→ PASSAGE PROVIDED
3) You will be able to minimize the impact of compensation in the decision process. As long as your job offers a combination of less pain, some short-term stretch, and long-term growth, you’ll be able to get the person to agree to minimize the need for a big compensation increase. Use this to gain a compensation concession to move forward into a more serious career discussion.
4) You will be able to get 2-3 warm referrals of outstanding talent. If the person isn’t qualified, you’ll be able to network with them on LinkedIn and then search on their first degree connections. This is the most powerful feature and primary reason why every recruiter should have LinkedIn Recruiter. We provide step-by-step instructions in our LinkedIn Recruiter Master Course, but you need the exploratory phone screen to set up the process.
5) You will be able to open up the search process to more top talent. Few top people are likely to jump at a chance to take a lateral transfer. In our training we show recruiters how to get 93.6% of passive candidates to engage in a short, exploratory career discussion. You can’t do this without the exploratory call, but converting these prospects into serious candidates is what you need to do during the call.
6) You will be able to get your hiring managers to “own” the candidate. We suggest that all hiring managers first conduct a similar 30-minute exploratory discussion with the prospect. By taking full responsibility for inviting the candidate onsite, managers will become more objective and responsible in their evaluation.
7) You will be able to minimize the impact of first impressions and increase assessment accuracy. Knowing something about the person before you invite them onsite for an interview naturally minimizes the perverse impact of first impressions.
8) You will be able to get more people open to consider the idea of relocation. Asking people if they’ll relocate on the first call is like asking someone to buy a house without seeing it. It takes times for a person to fully appreciate the idea of a relocation as part of a significant career move. The exploratory call allows for this repositioning first step.

→ WHAT YOU ARE ASKED TO DO
Reproduce the part of the recruiting text starting with "6) You will" and going on through "in their evaluation.".

→ LISTED ENTRIES

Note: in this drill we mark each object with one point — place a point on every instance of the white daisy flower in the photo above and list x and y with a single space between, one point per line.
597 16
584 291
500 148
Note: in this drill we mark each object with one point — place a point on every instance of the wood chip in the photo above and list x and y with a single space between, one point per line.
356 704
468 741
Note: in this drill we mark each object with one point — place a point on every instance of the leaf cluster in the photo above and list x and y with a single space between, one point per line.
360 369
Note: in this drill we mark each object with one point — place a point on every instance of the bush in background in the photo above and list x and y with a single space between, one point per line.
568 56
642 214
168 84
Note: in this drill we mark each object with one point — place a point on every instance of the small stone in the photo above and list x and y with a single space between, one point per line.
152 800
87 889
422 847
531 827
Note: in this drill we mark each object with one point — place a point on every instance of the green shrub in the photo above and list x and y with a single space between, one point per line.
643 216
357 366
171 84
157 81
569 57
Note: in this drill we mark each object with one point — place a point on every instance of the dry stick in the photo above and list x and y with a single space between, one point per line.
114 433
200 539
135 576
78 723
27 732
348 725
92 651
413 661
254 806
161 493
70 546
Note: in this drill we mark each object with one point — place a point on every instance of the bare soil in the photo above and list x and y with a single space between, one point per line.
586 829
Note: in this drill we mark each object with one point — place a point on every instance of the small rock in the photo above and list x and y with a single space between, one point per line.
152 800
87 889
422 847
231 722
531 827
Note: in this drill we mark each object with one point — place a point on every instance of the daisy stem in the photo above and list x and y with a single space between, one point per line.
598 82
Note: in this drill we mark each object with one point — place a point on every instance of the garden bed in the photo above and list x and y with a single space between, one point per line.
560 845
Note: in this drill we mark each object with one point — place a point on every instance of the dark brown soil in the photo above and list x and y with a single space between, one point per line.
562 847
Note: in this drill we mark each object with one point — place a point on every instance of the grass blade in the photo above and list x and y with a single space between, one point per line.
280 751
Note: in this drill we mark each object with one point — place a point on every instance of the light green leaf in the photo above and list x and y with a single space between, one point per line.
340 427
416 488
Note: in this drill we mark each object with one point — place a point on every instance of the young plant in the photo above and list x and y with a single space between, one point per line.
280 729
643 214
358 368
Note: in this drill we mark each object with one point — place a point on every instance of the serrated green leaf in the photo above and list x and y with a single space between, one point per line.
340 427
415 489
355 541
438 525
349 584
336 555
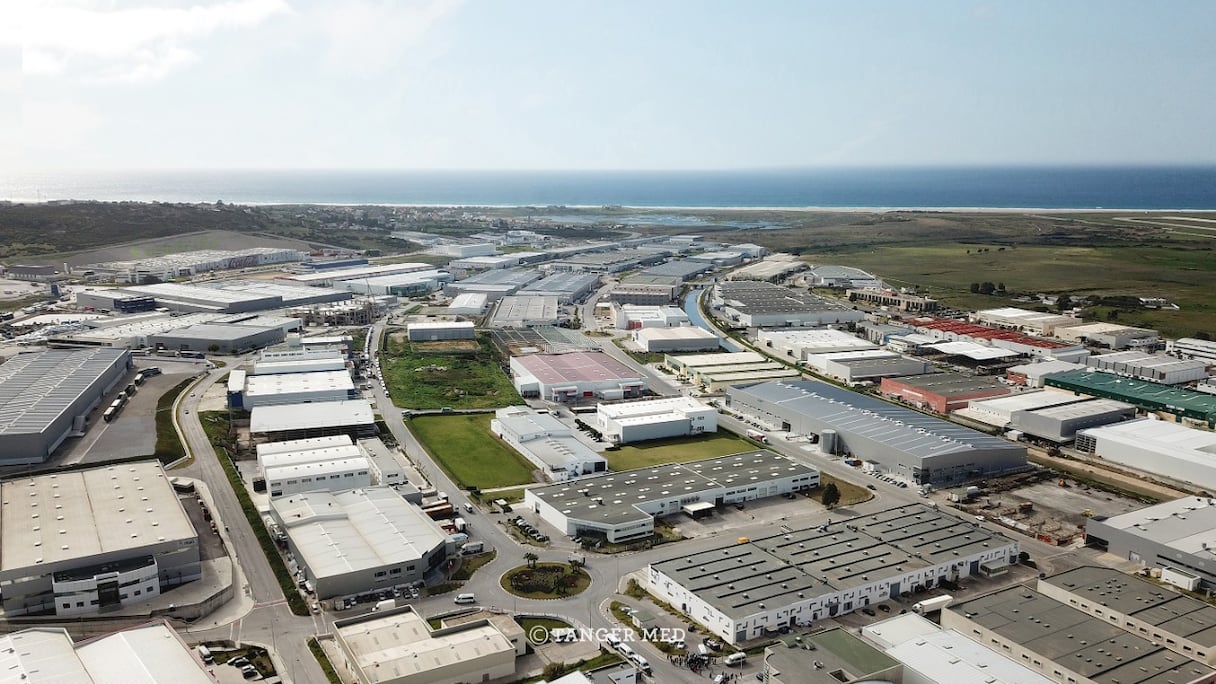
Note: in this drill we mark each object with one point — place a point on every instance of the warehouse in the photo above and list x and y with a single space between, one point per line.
528 310
297 388
921 448
359 539
1188 624
440 330
299 421
398 646
800 343
1109 335
103 555
1143 394
1068 645
623 505
1153 368
547 443
150 654
943 392
748 303
568 287
1161 448
574 376
654 419
682 338
1059 424
748 590
46 397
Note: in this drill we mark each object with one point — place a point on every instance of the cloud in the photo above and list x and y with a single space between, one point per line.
123 45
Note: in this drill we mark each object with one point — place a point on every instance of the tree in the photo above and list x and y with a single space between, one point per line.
831 495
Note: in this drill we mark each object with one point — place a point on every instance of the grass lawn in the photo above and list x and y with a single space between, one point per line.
679 449
468 452
433 380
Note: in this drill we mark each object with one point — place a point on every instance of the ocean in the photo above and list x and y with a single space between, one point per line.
1058 188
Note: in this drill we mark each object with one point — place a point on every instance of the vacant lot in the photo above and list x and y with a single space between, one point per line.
677 450
432 380
469 453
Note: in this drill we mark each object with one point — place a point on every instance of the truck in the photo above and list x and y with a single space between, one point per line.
933 605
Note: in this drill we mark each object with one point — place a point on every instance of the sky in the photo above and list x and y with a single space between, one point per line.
620 84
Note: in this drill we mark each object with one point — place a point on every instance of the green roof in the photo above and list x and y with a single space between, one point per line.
1148 396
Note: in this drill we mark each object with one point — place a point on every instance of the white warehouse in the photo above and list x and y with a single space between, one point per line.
656 419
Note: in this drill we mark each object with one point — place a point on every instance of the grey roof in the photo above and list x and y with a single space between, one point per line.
738 579
901 429
37 388
1172 612
1091 646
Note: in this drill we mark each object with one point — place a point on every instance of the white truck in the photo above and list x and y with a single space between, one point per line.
933 605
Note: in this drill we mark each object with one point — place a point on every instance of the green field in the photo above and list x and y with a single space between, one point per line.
461 380
468 452
679 449
945 270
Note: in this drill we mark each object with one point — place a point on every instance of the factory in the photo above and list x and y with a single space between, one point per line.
1157 447
547 443
900 441
943 392
398 646
1153 368
654 419
574 376
748 590
150 654
102 555
359 539
1067 644
623 505
527 310
1177 536
681 338
749 303
46 397
300 421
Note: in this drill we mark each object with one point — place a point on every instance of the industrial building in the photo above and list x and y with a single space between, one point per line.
654 419
359 539
1067 644
440 330
681 338
900 441
1153 368
1059 424
1184 624
150 654
1157 447
299 421
1110 336
568 287
46 397
521 310
574 376
748 303
623 505
1177 536
800 343
95 554
398 646
943 392
547 443
1146 396
747 590
932 655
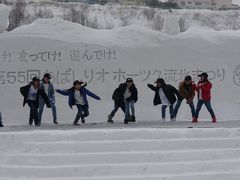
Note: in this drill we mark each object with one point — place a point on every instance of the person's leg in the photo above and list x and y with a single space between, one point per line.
126 112
54 112
79 114
164 107
41 107
210 110
35 115
31 115
1 124
112 114
122 106
132 106
192 107
85 113
198 108
116 107
176 108
172 116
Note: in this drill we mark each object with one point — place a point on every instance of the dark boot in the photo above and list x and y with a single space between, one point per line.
75 123
55 122
110 118
132 119
83 120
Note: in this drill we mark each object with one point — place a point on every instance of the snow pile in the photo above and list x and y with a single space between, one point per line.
113 16
4 12
171 25
104 58
122 154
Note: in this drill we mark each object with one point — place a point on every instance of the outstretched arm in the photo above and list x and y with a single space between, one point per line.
152 87
176 92
89 93
45 97
63 92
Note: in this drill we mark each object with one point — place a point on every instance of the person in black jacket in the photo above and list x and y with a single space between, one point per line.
165 94
31 94
77 96
118 103
129 94
1 125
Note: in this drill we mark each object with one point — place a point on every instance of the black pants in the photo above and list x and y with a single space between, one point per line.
1 119
33 112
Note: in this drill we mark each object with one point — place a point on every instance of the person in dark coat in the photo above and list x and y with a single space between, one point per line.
48 88
1 124
203 89
187 90
118 103
129 94
31 94
77 95
166 95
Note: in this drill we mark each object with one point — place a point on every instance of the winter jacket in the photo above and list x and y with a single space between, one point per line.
170 92
70 93
205 87
134 92
187 91
116 97
51 91
40 93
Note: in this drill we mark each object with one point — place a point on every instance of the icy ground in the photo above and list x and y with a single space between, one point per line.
138 153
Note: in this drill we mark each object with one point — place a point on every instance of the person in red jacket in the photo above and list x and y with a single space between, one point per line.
204 97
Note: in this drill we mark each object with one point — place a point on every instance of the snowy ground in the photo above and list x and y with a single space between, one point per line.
149 149
121 154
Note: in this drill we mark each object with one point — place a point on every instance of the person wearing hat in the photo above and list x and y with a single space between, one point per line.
203 89
128 95
187 90
31 94
1 124
165 94
48 88
77 95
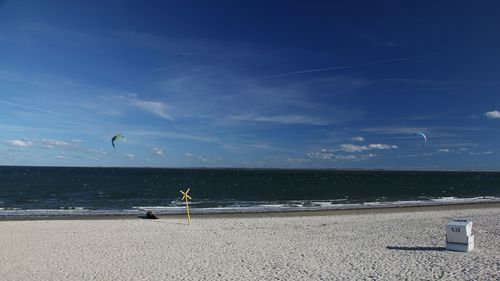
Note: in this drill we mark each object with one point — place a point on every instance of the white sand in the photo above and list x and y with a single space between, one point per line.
383 246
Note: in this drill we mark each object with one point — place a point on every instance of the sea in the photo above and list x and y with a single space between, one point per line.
76 191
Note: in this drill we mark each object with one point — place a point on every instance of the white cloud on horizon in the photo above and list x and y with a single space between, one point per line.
357 139
19 143
495 114
359 148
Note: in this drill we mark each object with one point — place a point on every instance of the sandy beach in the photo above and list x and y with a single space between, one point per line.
402 244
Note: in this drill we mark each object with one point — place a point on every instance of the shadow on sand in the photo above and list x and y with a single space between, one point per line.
402 248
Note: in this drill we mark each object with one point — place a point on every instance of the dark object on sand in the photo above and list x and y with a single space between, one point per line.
149 215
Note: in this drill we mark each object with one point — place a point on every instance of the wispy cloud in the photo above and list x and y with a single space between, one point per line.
325 154
157 108
495 114
339 67
359 148
357 139
281 119
481 153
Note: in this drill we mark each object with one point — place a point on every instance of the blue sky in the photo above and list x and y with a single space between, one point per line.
286 84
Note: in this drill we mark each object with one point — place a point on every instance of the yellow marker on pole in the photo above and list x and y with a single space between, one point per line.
186 197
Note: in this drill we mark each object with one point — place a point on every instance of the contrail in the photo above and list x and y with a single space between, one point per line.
341 67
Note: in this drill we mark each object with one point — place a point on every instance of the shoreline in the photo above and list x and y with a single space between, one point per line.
368 244
268 214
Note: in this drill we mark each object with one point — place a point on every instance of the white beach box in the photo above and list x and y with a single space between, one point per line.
458 231
461 247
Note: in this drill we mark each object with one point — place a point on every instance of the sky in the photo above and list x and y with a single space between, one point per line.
253 84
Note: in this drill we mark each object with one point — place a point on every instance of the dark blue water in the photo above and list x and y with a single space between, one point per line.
126 189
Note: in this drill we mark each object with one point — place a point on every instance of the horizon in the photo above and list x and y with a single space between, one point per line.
281 85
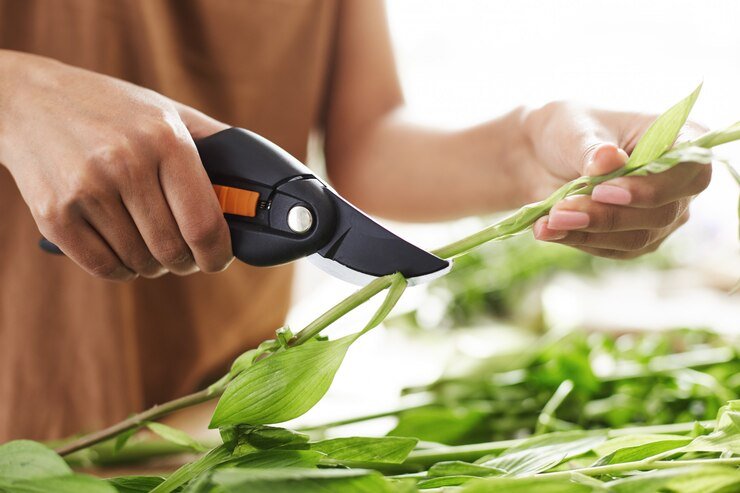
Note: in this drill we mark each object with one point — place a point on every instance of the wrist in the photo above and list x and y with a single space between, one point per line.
19 74
503 151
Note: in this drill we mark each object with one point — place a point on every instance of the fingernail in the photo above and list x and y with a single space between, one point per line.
610 194
567 220
542 232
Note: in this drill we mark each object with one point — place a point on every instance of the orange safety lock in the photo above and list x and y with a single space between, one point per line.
237 201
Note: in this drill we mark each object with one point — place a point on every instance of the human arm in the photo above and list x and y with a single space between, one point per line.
109 170
395 168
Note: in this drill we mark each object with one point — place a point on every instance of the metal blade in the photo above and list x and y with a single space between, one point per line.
362 250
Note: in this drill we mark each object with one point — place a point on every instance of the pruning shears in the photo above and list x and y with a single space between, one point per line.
279 211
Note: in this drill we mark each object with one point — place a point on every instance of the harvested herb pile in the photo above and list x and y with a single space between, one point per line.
560 392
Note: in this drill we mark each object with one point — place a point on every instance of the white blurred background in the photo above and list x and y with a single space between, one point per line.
464 61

→ OUTPUT OF THE EXERCISE
6) You will be able to get your hiring managers to “own” the candidate. We suggest that all hiring managers first conduct a similar 30-minute exploratory discussion with the prospect. By taking full responsibility for inviting the candidate onsite, managers will become more objective and responsible in their evaluation.